== The problem ==
Take the line that contains "Target: red apple" and all lines after it, up to and including the last line of the data, and write them out exactly; nothing else belongs in the answer.
## BEGIN Source data
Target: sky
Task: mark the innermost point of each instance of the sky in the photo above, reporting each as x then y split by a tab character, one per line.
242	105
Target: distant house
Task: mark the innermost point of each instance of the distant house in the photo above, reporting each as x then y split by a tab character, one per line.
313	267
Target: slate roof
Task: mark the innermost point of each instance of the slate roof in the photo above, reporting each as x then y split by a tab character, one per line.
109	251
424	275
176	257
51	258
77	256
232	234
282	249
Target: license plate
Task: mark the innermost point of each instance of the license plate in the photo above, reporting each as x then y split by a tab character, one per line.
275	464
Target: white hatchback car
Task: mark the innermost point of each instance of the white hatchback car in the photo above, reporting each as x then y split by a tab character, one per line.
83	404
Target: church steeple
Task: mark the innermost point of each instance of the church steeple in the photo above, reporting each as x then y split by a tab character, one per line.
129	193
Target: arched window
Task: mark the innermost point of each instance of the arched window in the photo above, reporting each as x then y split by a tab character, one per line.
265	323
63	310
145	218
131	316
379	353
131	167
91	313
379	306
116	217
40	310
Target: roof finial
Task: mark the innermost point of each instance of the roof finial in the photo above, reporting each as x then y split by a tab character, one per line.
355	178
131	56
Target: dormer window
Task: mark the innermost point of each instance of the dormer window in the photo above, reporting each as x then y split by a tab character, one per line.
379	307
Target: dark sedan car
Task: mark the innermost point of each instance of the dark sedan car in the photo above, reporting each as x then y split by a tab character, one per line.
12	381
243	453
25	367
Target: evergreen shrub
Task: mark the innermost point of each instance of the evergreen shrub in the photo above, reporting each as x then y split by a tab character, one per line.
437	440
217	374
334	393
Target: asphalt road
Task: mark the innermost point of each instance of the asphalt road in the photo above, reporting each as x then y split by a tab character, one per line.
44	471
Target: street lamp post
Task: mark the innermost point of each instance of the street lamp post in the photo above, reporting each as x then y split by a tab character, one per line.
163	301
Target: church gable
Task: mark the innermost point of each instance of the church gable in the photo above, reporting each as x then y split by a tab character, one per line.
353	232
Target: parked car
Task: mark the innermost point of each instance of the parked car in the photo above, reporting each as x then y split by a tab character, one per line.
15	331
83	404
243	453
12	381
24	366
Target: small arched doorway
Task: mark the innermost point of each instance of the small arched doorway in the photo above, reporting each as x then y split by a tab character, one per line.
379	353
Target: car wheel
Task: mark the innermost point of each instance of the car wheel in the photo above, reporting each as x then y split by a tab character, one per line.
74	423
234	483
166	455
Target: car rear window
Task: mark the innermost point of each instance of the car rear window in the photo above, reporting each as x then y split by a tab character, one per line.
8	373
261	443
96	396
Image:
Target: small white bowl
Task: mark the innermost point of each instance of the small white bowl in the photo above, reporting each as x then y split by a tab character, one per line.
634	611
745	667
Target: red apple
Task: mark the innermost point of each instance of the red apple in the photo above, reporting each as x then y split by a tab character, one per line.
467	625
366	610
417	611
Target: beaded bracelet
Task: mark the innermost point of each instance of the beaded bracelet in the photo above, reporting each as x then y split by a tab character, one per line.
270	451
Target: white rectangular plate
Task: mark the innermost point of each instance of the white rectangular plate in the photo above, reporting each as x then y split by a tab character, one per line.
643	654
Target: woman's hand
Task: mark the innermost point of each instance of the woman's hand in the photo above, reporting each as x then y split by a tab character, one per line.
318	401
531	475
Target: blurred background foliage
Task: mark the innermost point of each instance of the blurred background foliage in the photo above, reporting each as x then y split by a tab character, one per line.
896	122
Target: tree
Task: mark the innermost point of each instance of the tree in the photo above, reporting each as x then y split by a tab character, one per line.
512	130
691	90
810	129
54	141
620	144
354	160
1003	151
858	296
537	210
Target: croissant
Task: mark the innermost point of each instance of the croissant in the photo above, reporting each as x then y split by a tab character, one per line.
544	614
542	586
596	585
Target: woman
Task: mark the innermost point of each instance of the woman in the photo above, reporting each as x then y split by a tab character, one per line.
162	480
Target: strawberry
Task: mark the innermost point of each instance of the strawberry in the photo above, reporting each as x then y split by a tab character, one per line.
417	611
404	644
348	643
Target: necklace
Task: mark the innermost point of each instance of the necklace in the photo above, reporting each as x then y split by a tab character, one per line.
## END Source data
== Worked answer ==
Target: red apple
Task: mark the innermost point of each instance of the red apple in the photo above, reporting each as x then y split by a tab character, one per line.
467	625
366	610
417	611
Target: beaded bracelet
Task: mark the innermost point of each instance of the beaded bracelet in the photo above, reporting each as x then y split by a tab character, one per line.
270	451
Target: white rectangular plate
Task: mark the innermost point of each instance of the white rectangular plate in the photo above, reporting each as x then y split by a tab character, one per line.
643	654
Target: woman's hand
Task: mark the innermost point of each instance of the woman's hand in the photo above, reporting each as x then y split by a tab character, one per line.
318	401
531	475
Target: blurred background foliage
Task: mark the innermost point of each instance of the blurred background foliage in the photo above, reporting each as x then y split by a tab character, one per line.
896	122
Target: tree
Task: mark the innermost point of each instance of the tree in the photo above, reporting each as x then y split by a tab character, one per line.
512	130
691	90
810	129
54	141
620	144
354	160
1003	151
858	296
537	210
Target: croissant
Task: mark the innermost point of each instance of the croissant in the photo above, reporting each as x then y split by a tab character, one per line.
544	614
542	586
596	585
Target: woman
Task: mark the innermost point of each instance of the woman in the photo above, reporting each as x then y split by a tab character, one per line.
162	480
Target: strawberry
Task: mark the innermost point of each instance of the strawberry in the photo above, reporting each as x then y split by a tab character, one per line.
417	611
404	644
348	643
Target: necklace
Task: mark the innermost point of each instance of the necklace in the photo above, reporting each as x then y split by a tab character, one per line.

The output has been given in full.